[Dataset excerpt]
--

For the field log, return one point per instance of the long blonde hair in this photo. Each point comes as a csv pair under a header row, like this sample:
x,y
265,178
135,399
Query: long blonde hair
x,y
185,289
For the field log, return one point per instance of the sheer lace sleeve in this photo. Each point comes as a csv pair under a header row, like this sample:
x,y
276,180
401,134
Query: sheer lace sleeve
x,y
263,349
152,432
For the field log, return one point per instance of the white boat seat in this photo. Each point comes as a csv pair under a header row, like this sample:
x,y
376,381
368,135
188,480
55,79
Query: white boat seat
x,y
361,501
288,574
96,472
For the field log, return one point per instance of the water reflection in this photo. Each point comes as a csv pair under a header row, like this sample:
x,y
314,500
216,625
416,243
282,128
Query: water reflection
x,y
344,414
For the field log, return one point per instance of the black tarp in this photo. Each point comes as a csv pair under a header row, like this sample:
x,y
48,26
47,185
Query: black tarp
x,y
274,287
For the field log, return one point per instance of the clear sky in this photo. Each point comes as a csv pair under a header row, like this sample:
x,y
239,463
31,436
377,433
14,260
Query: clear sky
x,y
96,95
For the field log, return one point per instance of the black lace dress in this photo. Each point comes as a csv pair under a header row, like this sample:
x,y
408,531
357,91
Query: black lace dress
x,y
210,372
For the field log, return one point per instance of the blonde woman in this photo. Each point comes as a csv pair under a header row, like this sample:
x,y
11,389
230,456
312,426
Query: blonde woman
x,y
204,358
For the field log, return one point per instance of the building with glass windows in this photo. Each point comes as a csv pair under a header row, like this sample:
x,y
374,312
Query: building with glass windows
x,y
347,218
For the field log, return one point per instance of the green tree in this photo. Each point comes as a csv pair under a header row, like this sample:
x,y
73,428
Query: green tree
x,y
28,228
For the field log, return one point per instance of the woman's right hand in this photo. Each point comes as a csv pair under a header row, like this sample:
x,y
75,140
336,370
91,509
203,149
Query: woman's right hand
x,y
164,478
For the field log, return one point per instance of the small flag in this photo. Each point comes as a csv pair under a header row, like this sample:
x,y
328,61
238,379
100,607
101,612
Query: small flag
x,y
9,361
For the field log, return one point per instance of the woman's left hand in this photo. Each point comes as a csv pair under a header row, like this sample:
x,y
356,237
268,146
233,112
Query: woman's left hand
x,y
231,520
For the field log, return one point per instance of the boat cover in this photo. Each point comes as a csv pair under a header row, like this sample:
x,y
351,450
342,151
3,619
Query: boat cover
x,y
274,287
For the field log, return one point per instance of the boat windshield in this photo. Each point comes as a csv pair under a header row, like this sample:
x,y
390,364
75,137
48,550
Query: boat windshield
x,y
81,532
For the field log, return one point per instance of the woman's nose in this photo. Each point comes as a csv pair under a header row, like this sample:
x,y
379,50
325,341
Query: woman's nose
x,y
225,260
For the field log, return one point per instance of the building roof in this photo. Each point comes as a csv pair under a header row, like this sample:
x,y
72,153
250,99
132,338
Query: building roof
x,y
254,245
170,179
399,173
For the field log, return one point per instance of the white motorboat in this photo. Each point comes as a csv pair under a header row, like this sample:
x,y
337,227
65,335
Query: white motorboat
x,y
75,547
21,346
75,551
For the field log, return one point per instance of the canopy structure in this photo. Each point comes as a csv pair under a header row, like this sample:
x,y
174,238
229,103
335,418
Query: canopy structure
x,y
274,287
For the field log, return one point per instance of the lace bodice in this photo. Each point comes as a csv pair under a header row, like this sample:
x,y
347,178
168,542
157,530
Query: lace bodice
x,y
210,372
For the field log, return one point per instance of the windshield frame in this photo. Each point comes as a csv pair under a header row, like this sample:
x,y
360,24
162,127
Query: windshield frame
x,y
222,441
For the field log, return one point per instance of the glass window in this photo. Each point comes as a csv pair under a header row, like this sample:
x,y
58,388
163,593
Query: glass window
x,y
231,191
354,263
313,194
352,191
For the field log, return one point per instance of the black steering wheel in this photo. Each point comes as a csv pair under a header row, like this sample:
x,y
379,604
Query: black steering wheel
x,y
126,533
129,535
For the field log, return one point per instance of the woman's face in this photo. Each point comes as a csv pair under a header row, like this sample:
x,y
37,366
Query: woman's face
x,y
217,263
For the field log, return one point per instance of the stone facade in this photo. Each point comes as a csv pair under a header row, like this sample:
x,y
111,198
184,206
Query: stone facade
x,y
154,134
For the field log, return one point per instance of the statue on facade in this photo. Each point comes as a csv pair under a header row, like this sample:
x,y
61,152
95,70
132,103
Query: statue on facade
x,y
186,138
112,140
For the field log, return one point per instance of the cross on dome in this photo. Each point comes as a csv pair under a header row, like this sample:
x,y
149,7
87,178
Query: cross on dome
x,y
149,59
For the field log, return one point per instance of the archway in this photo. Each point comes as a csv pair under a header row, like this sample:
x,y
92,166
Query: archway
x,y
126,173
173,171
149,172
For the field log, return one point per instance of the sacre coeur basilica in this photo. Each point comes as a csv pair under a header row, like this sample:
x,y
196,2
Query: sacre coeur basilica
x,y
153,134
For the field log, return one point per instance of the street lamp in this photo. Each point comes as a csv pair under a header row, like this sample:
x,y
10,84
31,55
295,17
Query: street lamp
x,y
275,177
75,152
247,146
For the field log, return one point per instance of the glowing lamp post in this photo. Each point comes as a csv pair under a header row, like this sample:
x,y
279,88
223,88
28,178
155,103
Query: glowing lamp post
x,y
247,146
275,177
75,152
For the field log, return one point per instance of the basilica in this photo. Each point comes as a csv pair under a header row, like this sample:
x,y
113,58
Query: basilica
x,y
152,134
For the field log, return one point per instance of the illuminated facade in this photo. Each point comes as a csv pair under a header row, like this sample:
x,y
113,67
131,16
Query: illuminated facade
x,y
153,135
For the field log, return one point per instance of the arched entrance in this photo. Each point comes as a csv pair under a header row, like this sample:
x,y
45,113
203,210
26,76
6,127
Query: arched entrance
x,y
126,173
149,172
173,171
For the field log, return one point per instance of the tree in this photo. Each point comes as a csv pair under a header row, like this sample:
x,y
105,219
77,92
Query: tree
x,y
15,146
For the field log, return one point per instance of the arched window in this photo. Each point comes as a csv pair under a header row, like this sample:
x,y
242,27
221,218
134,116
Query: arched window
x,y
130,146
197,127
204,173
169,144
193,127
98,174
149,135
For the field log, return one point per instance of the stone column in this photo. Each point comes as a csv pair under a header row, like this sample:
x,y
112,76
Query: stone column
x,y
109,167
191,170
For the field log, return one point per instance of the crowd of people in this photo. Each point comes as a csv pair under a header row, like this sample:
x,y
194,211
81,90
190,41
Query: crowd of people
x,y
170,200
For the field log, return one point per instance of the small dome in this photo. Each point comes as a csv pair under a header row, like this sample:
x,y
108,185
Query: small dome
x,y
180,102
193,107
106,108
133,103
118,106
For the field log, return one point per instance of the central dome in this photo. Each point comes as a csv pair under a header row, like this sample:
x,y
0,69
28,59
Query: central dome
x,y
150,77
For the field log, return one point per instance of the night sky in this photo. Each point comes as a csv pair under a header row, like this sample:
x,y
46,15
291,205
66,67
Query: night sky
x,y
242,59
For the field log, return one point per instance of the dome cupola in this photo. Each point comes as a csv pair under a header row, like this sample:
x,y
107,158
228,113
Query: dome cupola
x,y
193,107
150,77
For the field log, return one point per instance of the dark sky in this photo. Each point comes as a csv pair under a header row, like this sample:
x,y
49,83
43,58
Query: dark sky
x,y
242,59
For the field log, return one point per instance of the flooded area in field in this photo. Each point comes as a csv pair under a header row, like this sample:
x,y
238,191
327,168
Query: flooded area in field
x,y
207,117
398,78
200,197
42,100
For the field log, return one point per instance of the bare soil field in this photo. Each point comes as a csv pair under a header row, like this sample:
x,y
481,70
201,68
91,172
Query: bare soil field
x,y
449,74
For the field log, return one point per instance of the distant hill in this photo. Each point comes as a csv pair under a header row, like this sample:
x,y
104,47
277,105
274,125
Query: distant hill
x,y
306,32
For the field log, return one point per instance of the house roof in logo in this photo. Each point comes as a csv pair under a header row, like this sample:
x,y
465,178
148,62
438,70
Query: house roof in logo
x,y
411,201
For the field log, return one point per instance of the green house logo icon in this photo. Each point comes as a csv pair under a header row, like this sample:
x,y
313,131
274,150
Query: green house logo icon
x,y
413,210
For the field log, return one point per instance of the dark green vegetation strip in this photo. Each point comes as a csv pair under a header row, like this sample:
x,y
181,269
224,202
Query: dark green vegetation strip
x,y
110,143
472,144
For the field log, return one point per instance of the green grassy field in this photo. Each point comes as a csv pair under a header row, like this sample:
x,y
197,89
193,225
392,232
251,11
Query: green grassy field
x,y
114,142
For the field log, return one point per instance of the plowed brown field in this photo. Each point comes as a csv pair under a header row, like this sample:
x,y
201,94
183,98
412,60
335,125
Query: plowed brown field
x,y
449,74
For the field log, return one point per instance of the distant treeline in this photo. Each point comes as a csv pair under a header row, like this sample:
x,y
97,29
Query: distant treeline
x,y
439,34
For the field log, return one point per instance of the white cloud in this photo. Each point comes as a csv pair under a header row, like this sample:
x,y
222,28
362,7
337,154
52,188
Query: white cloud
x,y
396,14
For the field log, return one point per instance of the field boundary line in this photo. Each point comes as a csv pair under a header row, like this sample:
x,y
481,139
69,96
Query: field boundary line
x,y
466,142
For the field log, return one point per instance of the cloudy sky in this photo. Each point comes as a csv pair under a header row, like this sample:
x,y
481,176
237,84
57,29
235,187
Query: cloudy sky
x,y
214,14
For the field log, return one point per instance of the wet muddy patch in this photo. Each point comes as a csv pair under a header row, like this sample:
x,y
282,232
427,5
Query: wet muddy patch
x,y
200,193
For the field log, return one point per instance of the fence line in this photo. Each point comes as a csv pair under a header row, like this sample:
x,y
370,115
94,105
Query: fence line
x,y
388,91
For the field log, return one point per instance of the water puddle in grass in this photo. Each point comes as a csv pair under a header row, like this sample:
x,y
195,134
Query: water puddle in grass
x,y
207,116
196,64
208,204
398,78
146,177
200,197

--

→ **Exercise requirements**: Output, unchanged, the lines from the line with "of the cloudy" through the final line of the material.

→ **Task answer**:
For the field log, return one point per instance of the cloudy sky in this photo. Each point comes as a csv pair under a header row, like this sample:
x,y
481,176
237,84
57,29
235,187
Query: cloudy sky
x,y
214,14
For the field log, return one point per instance of the wet muddy patch in this photo. Each point comes as a csv pair under a header row, like this sample:
x,y
282,232
427,5
Query: wet muddy patch
x,y
200,193
For the field log, return one point per instance of the fence line in this photo. Each point comes as a csv pair under a header row, like this sample:
x,y
370,115
94,105
Query: fence line
x,y
388,91
For the field log, return one point per instance of the water puddle in grass in this photo. Each point comes as a csv pair under a header row, like this sample:
x,y
195,134
Query: water puddle in grass
x,y
207,116
196,64
208,204
398,78
146,177
200,197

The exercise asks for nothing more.